Provided passage
==================================================
Famously, Luther differed from Thomas in holding that God's power extended over the laws of logic. Thus, while Thomas could claim that not even God could make a square circle, Luther denied this, holding that if God truly is an infinite being with infinite power, the laws of logic cannot dictate what God can do, or how God might be. Here Luther shows his indebtedness to late Medieval nominalism. That tradition had distinguished between the potentia dei absoluta and the potentia dei ordinata, between God considered with regard to his absolute power, and God considered in so far as he has covenanted to relate to human beings in certain ways. While Anselm had confidently defined (or described) God as "aliquid quo nihil maius cogitari possit" ("that which none greater can be thought") the nominalists of the via moderna understood that this view necessarily limits the being and action of God to that which human must think when thinking God. Why indeed must God be the way humans think God? Do we not limit God's being when we think the Being of God must be the way that humans think God?
Luther follows the nominalists here in understanding that God is not merely an abstract entity. While it is characteristic of abstract entities to have the being that they have for human thinking, it is not so for living, concrete entities. Take, for example, the number '3'. If Russell is correct, and '3' really is 'the set of all triples', then the essence of '3' has been clearly, statically, and eternally been discerned and asserted. (Please excuse the use of 'essence' talk here!) In the same key, to say that 'God' just means 'aliquid quo nihil maius cogitari possit' is to clearly, statically and eternally uncover the essentiality of God in God's very Being. The problem, of course, is that God is unlike the number '3' in being alive: God is a dynamic, living, causally-efficacious being. To have causal powers, to enter into causal relations, and to actually live in time suggests a disanalogy with an a priori essentialist account of God. (Luther seems to follow the tradition in holding that all of time is eternally present in God.)
To say that there is a potentia dei absoluta is to say that there are things about God that might not neatly fall under the description aliquid quo nihil maius cogitari possit. If God is God, after all, God's being is logically prior to our thinking of God. This means, among other things, that God possesses a fundamental freedom that might not be able to be rationally described by human beings. A fundamental commitment to this voluntaristic insight underlies Luther's thinking on God. If God is God, then God is free to be whoever God wants to be. God's freedom is not found, pace Spinoza, in His necessary conformity to His divine essence, but in His will. It is the nature of divine will to be radically free, for if God is omnipotent, God can do whatever God wants to do whenever God wants to do it. Accordingly, to reidentify God across possible worlds cannot be grounded upon what God happens to do in any actual world. God's power and freedom strips away the logic of perfection advocated by Anselm and presupposed by Thomas. All such attempts at a "divine grammar" must be viewed only in regard to how actually God has chosen to act with respect to His creation. A logic of perfection must be a conditional logic, one granting the antecedent, "Since God has shown himself to be X, then we can conclude . . . " It is, of course, a ramification of the hiddeness of God that no conceptualist transworld identity is possible.
So how does one refer to the Deus Absconditus, the God hidden whom courses through all things, and without which things would not be as they are? What semantic and metaphysical theory of the divine is actually consistent with what Luther says in The Bondage of the Will and other places; what metaphysics of God conforms to the demands of the deus absconditus, the hidden God?
==================================================
(Coordinate annotation records)
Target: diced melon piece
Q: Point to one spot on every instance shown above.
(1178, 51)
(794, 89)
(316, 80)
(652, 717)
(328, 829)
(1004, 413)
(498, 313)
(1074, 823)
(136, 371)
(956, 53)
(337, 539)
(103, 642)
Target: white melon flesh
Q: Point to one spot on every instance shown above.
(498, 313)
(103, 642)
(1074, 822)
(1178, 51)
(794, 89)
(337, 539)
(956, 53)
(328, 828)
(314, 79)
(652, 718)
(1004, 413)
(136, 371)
==================================================
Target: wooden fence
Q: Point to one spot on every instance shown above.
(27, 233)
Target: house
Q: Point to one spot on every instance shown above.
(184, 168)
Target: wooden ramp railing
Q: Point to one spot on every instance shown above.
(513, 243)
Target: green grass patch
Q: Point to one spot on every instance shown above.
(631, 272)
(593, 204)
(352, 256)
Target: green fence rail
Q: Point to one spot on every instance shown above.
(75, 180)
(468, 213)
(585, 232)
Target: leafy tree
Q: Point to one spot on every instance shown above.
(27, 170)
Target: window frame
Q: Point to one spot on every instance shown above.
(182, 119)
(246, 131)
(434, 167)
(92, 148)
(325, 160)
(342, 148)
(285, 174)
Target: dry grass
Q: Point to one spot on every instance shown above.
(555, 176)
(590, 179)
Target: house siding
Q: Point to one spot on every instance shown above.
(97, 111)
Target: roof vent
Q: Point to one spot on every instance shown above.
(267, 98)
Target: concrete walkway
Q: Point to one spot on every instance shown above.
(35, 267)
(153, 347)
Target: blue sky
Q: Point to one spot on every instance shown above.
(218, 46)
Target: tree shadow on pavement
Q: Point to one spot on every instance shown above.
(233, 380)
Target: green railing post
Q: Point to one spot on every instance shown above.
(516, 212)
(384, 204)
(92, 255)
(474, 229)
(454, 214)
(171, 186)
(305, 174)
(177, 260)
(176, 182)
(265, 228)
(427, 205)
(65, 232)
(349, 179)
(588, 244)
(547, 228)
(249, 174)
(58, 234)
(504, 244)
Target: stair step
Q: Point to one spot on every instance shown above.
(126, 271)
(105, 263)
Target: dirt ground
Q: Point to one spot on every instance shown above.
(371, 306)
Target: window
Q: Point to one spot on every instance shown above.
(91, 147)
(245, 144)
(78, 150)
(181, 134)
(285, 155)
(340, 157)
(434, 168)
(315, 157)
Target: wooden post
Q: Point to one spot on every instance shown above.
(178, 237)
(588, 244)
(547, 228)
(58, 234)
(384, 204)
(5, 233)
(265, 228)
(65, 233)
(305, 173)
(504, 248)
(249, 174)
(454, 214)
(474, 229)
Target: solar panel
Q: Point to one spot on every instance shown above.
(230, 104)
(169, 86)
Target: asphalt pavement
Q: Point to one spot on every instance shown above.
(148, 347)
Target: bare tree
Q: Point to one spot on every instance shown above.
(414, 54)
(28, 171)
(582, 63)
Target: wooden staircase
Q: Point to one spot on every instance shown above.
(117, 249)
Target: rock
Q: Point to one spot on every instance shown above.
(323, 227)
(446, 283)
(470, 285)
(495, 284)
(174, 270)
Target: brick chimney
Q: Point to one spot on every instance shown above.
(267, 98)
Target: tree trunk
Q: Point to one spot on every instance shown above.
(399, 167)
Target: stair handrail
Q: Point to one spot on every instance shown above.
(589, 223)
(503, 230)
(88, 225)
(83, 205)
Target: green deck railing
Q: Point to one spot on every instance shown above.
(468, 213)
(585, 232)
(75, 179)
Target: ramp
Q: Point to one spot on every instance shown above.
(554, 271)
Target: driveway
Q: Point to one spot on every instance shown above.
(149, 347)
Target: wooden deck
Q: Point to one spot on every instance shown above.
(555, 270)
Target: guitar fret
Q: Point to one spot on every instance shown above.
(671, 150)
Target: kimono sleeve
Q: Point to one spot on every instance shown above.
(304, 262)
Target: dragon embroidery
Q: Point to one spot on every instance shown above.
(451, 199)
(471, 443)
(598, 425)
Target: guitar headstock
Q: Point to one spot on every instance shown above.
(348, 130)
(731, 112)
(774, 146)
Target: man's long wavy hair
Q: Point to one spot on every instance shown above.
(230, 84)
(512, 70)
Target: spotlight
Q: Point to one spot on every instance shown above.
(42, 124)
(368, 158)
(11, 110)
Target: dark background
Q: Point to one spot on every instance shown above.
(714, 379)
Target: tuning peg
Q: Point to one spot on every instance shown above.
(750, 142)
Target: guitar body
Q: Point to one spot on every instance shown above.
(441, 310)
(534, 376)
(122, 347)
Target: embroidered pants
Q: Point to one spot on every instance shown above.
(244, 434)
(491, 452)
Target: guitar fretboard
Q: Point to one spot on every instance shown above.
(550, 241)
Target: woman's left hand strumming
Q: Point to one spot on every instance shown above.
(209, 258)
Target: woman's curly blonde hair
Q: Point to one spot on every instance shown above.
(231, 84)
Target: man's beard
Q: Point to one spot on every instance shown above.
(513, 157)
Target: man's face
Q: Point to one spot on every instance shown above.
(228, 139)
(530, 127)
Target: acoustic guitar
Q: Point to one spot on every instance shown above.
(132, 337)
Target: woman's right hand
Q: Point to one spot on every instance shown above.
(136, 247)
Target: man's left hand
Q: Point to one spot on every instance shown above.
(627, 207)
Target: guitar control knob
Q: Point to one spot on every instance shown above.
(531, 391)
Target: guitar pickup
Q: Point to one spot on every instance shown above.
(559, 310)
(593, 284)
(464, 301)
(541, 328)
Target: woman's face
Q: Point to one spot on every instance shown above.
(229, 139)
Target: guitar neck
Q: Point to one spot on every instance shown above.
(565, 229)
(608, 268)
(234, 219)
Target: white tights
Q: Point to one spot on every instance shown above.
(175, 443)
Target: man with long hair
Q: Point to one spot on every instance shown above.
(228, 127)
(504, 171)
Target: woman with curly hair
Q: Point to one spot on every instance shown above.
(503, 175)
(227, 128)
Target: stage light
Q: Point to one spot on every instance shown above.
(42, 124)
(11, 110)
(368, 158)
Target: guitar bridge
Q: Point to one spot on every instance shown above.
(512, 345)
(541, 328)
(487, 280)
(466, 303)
==================================================
Tasks to perform
(A) In the passage on Luther and God's power, what two ways of considering God's power did late Medieval nominalism distinguish?
(B) Carry on the passage on Luther and the hidden God from the point where it stops.

Expected answers
(A) The potentia dei absoluta, God considered with regard to his absolute power, and the potentia dei ordinata, God considered as having covenanted to relate to human beings in certain ways.

(B)
Many Lutherans have simply rejected thinking about the hiddenness of God because Luther has advised that one must keep one's eyes upon the deus revelatus, the God revealed in Christ, and that reflection on the hiddenness of God will necessarily take one's eyes off of the Sache, off of the wonderful gift that God has given His people in Christ. While properly theologically motivated, the problem with this approach is that for many today it is precisely the hiddenness of God that must be thought in order for it to be understood to be a good thing to avert one's eyes from this God. The locution 'hiddenness of God' is not merely metaphorical, but it is a description of a reality, the reality of a God who can do other than what he does, and who apparently often acts in ways dissonant from what a human logic of perfection would predict. In other words, God does not behave in ways seemingly in accord with what a confident unpacking of His divine nature would assume. (It is characteristic of living beings to be this way, I think.) So how to think about this hiddenness of God?
I think it plausible here to use the notion of rigid designation in referring to a God who in His absolute power has taken very different attitudes towards us in other possible worlds. The idea would be this. The ancient Jews encountered a God through an initial baptism in experiences like the burning bush. This God of the "I am who I am" was the God that brought them out of the House of Egypt, who gave them Torah, who spoke through their prophets. This God whom they encountered is not a God for whom a criterion of transworld individuation could easily have been given. The ancient Israelites were waiting to see how this God who was would be toward them; they were waiting for his revelation of himself to them.
It is this God whom Jesus called "my Father," and it is this God then who is named by the Triune formula. However, just as water was water before its essence was known to be H2O, and just as it is now impossible to identify water apart from its identification with H2O, so was God, truly God prior to it being known that God is the Father of Christ - - even though it is now not possible to identify God apart from his identification as the Father of Jesus Christ. God being the Father of Christ is an a posteriori necessity in the same sense as 'water is H2O'. Just as 'water' and 'H2O' rigidly identify in all possible worlds such that 'water is H2O' is a necessary identity statement, so do 'God' and 'the Father of Christ' rigidly designate in all possible worlds such that there is no world where the identity 'God is the Father of Christ' does not hold. In the same way it might seem counterintuitive the water must be H2O, so does it seem counterintuitive to hold that God must be the Father of Christ. But the counterintuitivity abates when one realizes that in one cannot meaningfully claim that 'water is not H2O' because then water would, of course, not be water. The same is true of God.
The upshot of all of this is that if one is to think about the essence of God at all, this essence is not going to be found in filling in 'that which none greater can be thought'. (This God would be pretty average anyway in ontologically impoverished worlds.) Rather, God's essence is to be the Father of Jesus the Christ. Now making this identification does not compromise the potentia dei absoluta because the Triune God could not have not been identified as the Father of Christ. If God is triune, then not being the Father of Christ is not an option in any possible world.
This God that is essentially Triune is not reidentifiable by a description or a cluster of concepts applied from world to world. This God is ontologically prior to description, because all description presupposes the conceptual machinery of this world and cannot describe or apply to the Being of God in God's self, that Being that is within God's power alone, a power that extends beyond the language and categories humans have to think it.
Experience of the hidden God presupposes that humans can refer to such a God. Understanding 'God' as a rigid designator makes such reference possible.